- _INSTRUCTIONS FOR THE TASK_: Output the lines below as a Markdown table with two columns, "No." for the row number and "Line" for the text, skipping any blank lines.

======== SUPPLIED MATERIAL

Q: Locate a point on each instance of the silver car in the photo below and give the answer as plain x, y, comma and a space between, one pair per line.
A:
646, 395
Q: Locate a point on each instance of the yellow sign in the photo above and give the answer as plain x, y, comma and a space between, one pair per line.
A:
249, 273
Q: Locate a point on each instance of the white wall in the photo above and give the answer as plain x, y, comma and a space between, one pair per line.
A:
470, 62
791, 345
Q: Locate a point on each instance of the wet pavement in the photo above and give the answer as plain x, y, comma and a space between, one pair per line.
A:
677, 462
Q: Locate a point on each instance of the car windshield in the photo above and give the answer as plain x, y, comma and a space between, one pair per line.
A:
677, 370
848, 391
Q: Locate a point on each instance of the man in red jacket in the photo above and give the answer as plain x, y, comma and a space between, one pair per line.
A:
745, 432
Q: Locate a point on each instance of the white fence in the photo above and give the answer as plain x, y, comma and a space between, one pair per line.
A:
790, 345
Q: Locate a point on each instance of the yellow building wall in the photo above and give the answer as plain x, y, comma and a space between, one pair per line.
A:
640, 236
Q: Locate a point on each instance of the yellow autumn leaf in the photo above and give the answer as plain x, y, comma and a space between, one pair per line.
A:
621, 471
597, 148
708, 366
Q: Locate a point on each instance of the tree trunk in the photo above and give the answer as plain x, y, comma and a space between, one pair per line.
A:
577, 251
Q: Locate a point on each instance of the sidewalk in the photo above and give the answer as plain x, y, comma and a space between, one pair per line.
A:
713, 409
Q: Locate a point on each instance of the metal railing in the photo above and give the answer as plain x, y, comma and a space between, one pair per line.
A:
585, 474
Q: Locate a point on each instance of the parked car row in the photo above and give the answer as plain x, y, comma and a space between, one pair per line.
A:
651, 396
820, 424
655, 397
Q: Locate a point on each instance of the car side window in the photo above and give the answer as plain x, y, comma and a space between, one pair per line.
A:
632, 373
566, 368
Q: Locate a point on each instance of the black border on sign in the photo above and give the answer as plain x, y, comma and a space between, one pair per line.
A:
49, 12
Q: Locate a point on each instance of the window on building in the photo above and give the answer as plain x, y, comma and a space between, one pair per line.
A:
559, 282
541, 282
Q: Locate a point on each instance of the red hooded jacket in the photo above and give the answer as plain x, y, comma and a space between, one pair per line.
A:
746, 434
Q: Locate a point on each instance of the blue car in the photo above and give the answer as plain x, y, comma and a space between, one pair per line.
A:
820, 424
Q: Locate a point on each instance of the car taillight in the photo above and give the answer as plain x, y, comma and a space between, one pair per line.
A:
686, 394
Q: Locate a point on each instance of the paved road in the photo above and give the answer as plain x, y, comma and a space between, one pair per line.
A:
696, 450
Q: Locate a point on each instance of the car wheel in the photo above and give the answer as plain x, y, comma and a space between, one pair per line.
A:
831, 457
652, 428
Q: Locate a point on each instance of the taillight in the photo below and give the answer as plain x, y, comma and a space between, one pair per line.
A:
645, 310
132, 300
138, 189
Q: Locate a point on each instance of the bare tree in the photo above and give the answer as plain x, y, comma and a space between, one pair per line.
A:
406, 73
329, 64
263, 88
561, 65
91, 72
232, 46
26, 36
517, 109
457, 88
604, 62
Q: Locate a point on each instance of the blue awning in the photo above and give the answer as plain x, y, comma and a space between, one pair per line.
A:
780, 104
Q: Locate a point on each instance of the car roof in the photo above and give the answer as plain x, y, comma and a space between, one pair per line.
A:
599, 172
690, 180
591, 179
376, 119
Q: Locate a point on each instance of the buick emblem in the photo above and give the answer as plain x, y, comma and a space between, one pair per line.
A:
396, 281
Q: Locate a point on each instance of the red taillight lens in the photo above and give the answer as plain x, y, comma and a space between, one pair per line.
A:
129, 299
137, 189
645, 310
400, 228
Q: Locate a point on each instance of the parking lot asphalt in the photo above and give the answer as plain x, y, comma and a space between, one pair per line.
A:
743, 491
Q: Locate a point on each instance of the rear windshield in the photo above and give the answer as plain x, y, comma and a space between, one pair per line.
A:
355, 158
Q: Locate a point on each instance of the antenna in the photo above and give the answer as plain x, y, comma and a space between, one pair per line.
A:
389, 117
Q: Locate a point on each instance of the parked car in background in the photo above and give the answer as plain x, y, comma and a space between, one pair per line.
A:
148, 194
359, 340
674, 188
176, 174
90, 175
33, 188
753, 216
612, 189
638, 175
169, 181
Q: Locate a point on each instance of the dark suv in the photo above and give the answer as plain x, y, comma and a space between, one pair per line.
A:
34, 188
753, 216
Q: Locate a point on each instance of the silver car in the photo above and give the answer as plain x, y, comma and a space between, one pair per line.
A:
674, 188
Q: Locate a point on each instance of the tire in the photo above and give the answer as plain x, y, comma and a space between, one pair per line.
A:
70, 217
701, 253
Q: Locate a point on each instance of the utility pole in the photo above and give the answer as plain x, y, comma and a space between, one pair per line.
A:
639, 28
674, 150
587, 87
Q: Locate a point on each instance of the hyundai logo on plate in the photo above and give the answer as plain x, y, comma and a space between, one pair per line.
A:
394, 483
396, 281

================

- _COMPLETED TASK_:
| No. | Line |
|---|---|
| 1 | Q: Locate a point on each instance of the silver car in the photo below and give the answer as plain x, y, comma and a space between, one pair per line. |
| 2 | A: |
| 3 | 646, 395 |
| 4 | Q: Locate a point on each instance of the yellow sign in the photo above and give the answer as plain x, y, comma and a space between, one pair per line. |
| 5 | A: |
| 6 | 249, 273 |
| 7 | Q: Locate a point on each instance of the white wall in the photo above and give the answer as plain x, y, comma and a space between, one pair per line. |
| 8 | A: |
| 9 | 470, 62 |
| 10 | 791, 345 |
| 11 | Q: Locate a point on each instance of the wet pavement in the photo above and give the answer as plain x, y, comma and a space between, one pair per line. |
| 12 | A: |
| 13 | 677, 462 |
| 14 | Q: Locate a point on each instance of the car windshield in the photo above and give the answer as plain x, y, comma and a space between, one pair per line. |
| 15 | A: |
| 16 | 677, 370 |
| 17 | 848, 391 |
| 18 | Q: Locate a point on each instance of the man in red jacket in the photo above and give the answer as plain x, y, comma and a space between, one pair per line. |
| 19 | A: |
| 20 | 745, 432 |
| 21 | Q: Locate a point on each instance of the white fence in the photo above and give the answer as plain x, y, comma and a space between, one pair per line. |
| 22 | A: |
| 23 | 790, 345 |
| 24 | Q: Locate a point on each instance of the yellow building wall in the photo above and give the answer as plain x, y, comma and a space between, one pair per line. |
| 25 | A: |
| 26 | 640, 236 |
| 27 | Q: Locate a point on each instance of the yellow autumn leaf in the photo above and give the answer as plain x, y, comma and a space between, one pair per line. |
| 28 | A: |
| 29 | 621, 471 |
| 30 | 597, 148 |
| 31 | 708, 366 |
| 32 | Q: Locate a point on each instance of the tree trunk in the photo above and give the answer as plain x, y, comma and a space between, one pair per line. |
| 33 | A: |
| 34 | 577, 251 |
| 35 | Q: Locate a point on each instance of the sidewalk in the photo above and give the answer as plain x, y, comma and a space between, one pair per line. |
| 36 | A: |
| 37 | 713, 409 |
| 38 | Q: Locate a point on each instance of the metal railing in the photo above and give the answer as plain x, y, comma and a space between, one pair per line. |
| 39 | A: |
| 40 | 585, 474 |
| 41 | Q: Locate a point on each instance of the parked car row in the photo above and give the answer as plain x, y, comma and a space between, one pair per line. |
| 42 | A: |
| 43 | 651, 396 |
| 44 | 820, 424 |
| 45 | 655, 397 |
| 46 | Q: Locate a point on each instance of the car side window in the photo above and give the answer as plain x, y, comma and a space between, one pair per line. |
| 47 | A: |
| 48 | 632, 373 |
| 49 | 566, 368 |
| 50 | Q: Locate a point on each instance of the black border on sign in the photo above and give the answer as plain x, y, comma and a space between, one pair per line. |
| 51 | A: |
| 52 | 49, 12 |
| 53 | Q: Locate a point on each instance of the window on building in the photo above and give the answer as plain x, y, comma and a space between, one pair per line. |
| 54 | A: |
| 55 | 559, 282 |
| 56 | 541, 282 |
| 57 | Q: Locate a point on each instance of the red hooded jacket in the photo above and give the answer as plain x, y, comma and a space between, one pair per line. |
| 58 | A: |
| 59 | 746, 434 |
| 60 | Q: Locate a point on each instance of the blue car in the photo above and give the answer as plain x, y, comma and a space between, one pair per line. |
| 61 | A: |
| 62 | 820, 424 |
| 63 | Q: Locate a point on each instance of the car taillight in the photo above and give the answer as plain x, y, comma and a space between, one pair per line. |
| 64 | A: |
| 65 | 686, 394 |
| 66 | Q: Locate a point on each instance of the paved road in the photo above and give the answer as plain x, y, comma and a space between, one pair per line. |
| 67 | A: |
| 68 | 696, 450 |
| 69 | Q: Locate a point on each instance of the car wheel in the photo above and give the answer as plain x, y, comma and a space between, one pair per line. |
| 70 | A: |
| 71 | 831, 457 |
| 72 | 652, 428 |
| 73 | Q: Locate a point on each instance of the taillight in the photo below and give the answer as plain x, y, comma and a space between, one pair per line. |
| 74 | A: |
| 75 | 645, 310 |
| 76 | 132, 300 |
| 77 | 138, 189 |
| 78 | Q: Locate a point on each instance of the bare tree in the photo above and give the answer as plain x, y, comma and a space between, one pair per line. |
| 79 | A: |
| 80 | 406, 73 |
| 81 | 329, 64 |
| 82 | 263, 88 |
| 83 | 561, 65 |
| 84 | 91, 72 |
| 85 | 232, 46 |
| 86 | 26, 36 |
| 87 | 517, 109 |
| 88 | 457, 88 |
| 89 | 604, 62 |
| 90 | Q: Locate a point on each instance of the blue awning in the photo above and give the answer as plain x, y, comma and a space between, one pair per line. |
| 91 | A: |
| 92 | 780, 104 |
| 93 | Q: Locate a point on each instance of the car roof in the photo above and give the answer as plain x, y, comma and a space between, one pair per line. |
| 94 | A: |
| 95 | 599, 172 |
| 96 | 690, 180 |
| 97 | 591, 179 |
| 98 | 376, 119 |
| 99 | Q: Locate a point on each instance of the buick emblem in the photo above and give the answer as plain x, y, comma and a space between, one pair per line. |
| 100 | A: |
| 101 | 396, 281 |
| 102 | Q: Locate a point on each instance of the red taillight lens in the photo above and give the answer as plain x, y, comma and a space between, one pair per line. |
| 103 | A: |
| 104 | 129, 299 |
| 105 | 137, 189 |
| 106 | 645, 310 |
| 107 | 400, 228 |
| 108 | Q: Locate a point on each instance of the parking lot asphalt in the photo above and give the answer as plain x, y, comma and a space between, one pair per line. |
| 109 | A: |
| 110 | 743, 491 |
| 111 | Q: Locate a point on each instance of the rear windshield in the photo above and give the answer as plain x, y, comma and a space between, one pair per line. |
| 112 | A: |
| 113 | 355, 158 |
| 114 | Q: Locate a point on each instance of the antenna in the photo above and give the answer as plain x, y, comma and a space between, one pair per line. |
| 115 | A: |
| 116 | 389, 117 |
| 117 | Q: Locate a point on each instance of the parked car in background in the photo above and give the answer as plain x, y, comma and a space between, one pair per line. |
| 118 | A: |
| 119 | 148, 194 |
| 120 | 359, 340 |
| 121 | 674, 188 |
| 122 | 176, 174 |
| 123 | 90, 175 |
| 124 | 33, 188 |
| 125 | 753, 216 |
| 126 | 612, 189 |
| 127 | 638, 175 |
| 128 | 169, 181 |
| 129 | Q: Locate a point on each instance of the dark suv in the photo above and give the answer as plain x, y, comma and a space between, one pair per line. |
| 130 | A: |
| 131 | 34, 188 |
| 132 | 753, 216 |
| 133 | Q: Locate a point on each instance of the silver car in the photo above and give the answer as plain x, y, comma and a space between, one pair per line. |
| 134 | A: |
| 135 | 674, 188 |
| 136 | Q: Locate a point on each instance of the tire in the photo above and give the answer as plain x, y, comma and a space between, one pair per line. |
| 137 | A: |
| 138 | 70, 217 |
| 139 | 701, 253 |
| 140 | Q: Locate a point on each instance of the utility pole in the photo above and give the answer as plain x, y, comma and a space between, one pair per line. |
| 141 | A: |
| 142 | 639, 28 |
| 143 | 674, 150 |
| 144 | 587, 87 |
| 145 | Q: Locate a point on each instance of the hyundai logo on plate in the photo above and give the answer as plain x, y, comma and a space between, one pair per line. |
| 146 | A: |
| 147 | 394, 483 |
| 148 | 396, 281 |